A Great Experience for Some, A Challenging Year for Others August 09, 2018

By (Wellesley College) - abroad from 10/01/2017 to 06/11/2018 with

Worcester College, Oxford University - Visiting Students Program

What did you gain/learn from your experience abroad? Was it worthwhile?
I really learned a lot about independence. In some ways, I think the American liberal arts college system limits independence as a trade-off for great support and community. After two years at Wellesley, I wanted to be in a collegial environment that allowed me to chart my own course and manage my own time with more flexibility, which is exactly what's so exceptional about the Oxford tutorial system. It really matched what I was looking for in terms of maturity and provided a safe environment to explore a more independent lifestyle than what's possible at Wellesley.

Personal Information

How much international exposure did you have prior to this program? 0-2 weeks

Review Your Program

* Overall educational experience

Academic rigor, intensity, resources, etc.

The education at Oxford is absolutely a once in a lifetime opportunity, but not one that I would recommend for everyone. The coursework and instruction is similar to earning a masters degree, so be prepared to be a scholar, and a mostly self-taught one at that. If you're ready to dive into your subject with resources and intensity not available with a less targeted liberal arts course load, Oxford is for you. If you need a lot of supplementary time with professors to understand readings, need a lot of support with your writing, or don't really want to dedicate yourself to your subject as a scholar, Oxford will probably be a hard place to find success.

* Host Country Program Administration

On-site administration of your program

I was not part of the IFSA program as a Wellesley student, so I can't really speak for that support. However, for the visiting students program itself, administration is largely like the tutors and coursework with a hands-off attitude. This is great if you want to chart your own course without the structure of a rigid program with mandatory events. There were maybe 6-8 cultural events put on by the college, like seeing King Lear in the Globe Theater in London, but you got to choose if you wanted to go or not. I wanted to directly enroll and value independence over support, so I wasn't really interested in having a "program feel" in my Oxford experience. However, if you are looking for structure and support like in a typical abroad program, this model probably will be harder for you.

* Housing:

How satisfied were you with your living arrangements?

Housing in Oxford is first rate, and Worcester in particular has great rooms in a central location next to city center. Each room has a private bathroom that includes a shower, and a scout comes by to take out the trash bin every other day and clean your room/bathroom once every week. I don't really think anyone would have a reason to be left wanting with the visiting student housing at Worcester, except maybe when you miss it coming back!

(Excerpts of pointing data)
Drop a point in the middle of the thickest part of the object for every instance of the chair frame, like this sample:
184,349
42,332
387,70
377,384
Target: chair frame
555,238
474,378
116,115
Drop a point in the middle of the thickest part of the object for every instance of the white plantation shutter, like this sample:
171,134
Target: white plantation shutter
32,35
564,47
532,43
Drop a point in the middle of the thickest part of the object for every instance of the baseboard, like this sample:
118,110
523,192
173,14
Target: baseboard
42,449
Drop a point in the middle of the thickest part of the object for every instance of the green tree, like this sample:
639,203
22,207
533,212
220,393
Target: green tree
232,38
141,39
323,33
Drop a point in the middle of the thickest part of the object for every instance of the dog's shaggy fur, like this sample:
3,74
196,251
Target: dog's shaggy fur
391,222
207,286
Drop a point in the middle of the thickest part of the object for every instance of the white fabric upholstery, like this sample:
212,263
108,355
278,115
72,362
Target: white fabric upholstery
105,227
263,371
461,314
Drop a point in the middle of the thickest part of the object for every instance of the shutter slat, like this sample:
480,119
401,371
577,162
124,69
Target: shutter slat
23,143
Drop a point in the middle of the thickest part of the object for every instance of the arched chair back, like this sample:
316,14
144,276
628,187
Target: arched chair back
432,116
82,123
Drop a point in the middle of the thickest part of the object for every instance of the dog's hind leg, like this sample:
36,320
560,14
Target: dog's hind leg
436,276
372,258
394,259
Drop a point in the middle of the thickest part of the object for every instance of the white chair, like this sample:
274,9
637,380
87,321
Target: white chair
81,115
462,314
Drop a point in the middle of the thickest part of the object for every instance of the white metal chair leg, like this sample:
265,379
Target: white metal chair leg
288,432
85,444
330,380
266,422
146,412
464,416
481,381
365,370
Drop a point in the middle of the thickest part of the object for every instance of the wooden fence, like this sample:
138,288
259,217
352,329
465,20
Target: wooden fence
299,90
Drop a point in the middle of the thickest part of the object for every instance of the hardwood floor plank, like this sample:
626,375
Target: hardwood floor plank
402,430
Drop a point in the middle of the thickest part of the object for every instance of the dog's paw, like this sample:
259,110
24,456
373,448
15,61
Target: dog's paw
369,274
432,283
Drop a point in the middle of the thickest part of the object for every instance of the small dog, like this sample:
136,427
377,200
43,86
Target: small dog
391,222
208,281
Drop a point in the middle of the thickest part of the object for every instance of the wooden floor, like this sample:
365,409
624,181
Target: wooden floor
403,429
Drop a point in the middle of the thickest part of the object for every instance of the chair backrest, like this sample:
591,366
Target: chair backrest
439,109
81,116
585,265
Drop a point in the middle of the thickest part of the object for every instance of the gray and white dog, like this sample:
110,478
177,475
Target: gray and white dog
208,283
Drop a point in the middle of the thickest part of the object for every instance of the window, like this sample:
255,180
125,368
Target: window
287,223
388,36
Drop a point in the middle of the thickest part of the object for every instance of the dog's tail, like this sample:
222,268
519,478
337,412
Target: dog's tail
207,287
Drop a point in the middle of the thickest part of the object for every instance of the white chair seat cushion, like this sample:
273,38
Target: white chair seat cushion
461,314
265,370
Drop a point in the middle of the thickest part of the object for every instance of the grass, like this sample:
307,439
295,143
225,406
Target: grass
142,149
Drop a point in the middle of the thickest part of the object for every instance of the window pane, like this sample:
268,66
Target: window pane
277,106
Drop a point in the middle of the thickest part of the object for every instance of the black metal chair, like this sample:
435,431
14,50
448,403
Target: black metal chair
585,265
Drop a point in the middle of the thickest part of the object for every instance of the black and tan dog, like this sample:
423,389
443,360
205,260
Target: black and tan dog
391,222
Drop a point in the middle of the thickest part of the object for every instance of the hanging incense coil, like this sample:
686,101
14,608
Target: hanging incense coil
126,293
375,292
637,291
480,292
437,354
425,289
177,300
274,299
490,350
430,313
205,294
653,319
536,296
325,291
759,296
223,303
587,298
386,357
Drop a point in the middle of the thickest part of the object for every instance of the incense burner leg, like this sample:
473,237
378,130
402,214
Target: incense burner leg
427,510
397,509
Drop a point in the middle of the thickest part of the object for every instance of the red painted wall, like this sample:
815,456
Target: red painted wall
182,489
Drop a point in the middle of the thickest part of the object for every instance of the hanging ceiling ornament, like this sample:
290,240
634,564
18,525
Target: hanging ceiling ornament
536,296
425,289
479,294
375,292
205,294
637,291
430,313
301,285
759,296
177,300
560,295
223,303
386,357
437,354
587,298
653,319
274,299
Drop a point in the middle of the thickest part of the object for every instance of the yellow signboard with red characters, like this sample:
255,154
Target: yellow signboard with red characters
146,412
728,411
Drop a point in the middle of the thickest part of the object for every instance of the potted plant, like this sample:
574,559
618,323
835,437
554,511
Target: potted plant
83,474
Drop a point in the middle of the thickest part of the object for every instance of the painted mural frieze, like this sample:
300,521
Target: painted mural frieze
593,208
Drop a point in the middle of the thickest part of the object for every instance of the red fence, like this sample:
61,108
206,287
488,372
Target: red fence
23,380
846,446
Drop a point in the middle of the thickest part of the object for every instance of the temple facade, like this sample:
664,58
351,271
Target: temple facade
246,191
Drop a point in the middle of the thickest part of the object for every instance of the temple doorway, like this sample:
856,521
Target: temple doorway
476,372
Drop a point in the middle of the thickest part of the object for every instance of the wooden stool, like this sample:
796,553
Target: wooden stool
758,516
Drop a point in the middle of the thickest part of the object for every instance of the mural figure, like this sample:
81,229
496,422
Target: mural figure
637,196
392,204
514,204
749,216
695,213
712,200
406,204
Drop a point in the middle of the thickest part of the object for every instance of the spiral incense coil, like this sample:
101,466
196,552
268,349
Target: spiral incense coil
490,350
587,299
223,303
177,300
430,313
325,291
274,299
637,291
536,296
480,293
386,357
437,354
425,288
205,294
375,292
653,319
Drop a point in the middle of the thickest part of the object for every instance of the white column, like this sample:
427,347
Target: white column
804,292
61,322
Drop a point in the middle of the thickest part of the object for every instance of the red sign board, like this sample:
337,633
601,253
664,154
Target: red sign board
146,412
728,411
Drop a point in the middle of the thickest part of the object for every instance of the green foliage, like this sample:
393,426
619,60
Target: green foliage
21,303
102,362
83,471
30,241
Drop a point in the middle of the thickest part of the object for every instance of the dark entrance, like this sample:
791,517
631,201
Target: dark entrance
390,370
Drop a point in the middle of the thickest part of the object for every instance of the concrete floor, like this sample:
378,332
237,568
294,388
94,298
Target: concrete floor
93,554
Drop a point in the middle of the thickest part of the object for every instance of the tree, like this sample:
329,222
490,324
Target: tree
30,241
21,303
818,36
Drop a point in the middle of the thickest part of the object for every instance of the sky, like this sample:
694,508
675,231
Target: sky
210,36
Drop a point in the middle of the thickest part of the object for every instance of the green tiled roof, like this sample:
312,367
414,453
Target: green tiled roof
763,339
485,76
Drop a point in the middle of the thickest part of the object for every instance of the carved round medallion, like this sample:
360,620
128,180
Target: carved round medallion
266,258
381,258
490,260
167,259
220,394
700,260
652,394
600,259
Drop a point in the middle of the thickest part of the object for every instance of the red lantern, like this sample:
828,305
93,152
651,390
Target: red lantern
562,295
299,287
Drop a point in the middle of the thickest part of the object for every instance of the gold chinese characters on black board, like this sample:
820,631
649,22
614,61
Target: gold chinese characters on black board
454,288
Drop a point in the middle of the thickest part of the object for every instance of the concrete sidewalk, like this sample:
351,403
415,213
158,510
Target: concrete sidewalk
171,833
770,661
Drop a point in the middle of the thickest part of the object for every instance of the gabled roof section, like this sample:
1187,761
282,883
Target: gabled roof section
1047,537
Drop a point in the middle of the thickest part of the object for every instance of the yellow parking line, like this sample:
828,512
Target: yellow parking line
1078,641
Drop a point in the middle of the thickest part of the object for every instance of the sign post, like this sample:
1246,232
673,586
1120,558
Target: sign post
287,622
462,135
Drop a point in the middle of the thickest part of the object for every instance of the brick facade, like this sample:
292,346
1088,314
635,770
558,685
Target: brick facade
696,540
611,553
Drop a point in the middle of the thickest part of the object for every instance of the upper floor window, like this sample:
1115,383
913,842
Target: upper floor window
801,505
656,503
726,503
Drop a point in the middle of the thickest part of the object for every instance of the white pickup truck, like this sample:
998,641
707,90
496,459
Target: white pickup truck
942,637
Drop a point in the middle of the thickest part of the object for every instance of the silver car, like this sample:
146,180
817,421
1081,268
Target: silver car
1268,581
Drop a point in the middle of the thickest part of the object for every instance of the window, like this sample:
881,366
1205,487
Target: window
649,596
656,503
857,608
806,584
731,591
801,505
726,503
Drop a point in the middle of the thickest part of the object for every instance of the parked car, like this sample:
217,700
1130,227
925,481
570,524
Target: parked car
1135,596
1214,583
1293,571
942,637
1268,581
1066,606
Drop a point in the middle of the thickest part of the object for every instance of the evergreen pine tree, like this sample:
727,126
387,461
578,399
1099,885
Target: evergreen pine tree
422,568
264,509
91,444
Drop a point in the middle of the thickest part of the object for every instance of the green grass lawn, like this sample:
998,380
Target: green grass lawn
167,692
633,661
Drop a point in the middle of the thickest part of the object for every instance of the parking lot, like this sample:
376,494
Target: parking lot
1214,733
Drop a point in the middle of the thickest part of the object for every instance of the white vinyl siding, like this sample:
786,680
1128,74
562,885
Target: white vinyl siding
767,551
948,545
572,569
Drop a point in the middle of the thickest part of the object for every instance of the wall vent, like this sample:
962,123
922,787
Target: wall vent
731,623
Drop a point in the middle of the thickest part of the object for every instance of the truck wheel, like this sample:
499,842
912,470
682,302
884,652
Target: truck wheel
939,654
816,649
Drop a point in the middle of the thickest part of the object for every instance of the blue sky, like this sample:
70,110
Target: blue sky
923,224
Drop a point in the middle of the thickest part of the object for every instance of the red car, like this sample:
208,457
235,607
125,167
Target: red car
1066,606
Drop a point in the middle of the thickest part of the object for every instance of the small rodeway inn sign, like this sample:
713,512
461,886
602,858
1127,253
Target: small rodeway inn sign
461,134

WRITTEN EXERCISE 1:
Answer these questions from the review of the Oxford visiting year:
(a) How much international exposure did the reviewer have before the program?
(b) How often does a scout come by to take out the trash bin?
(c) Which play is given as an example of the cultural events the college put on?
WRITTEN EXERCISE 2:
Extract each line of the entries that contains the word "parked", treating uppercase and lowercase as distinct.

WRITTEN REPLY 1:
(a) 0-2 weeks
(b) Every other day
(c) King Lear

WRITTEN REPLY 2:
Drop a point in the middle of the thickest part of the object for every instance of the parked car, like this sample:
Target: parked car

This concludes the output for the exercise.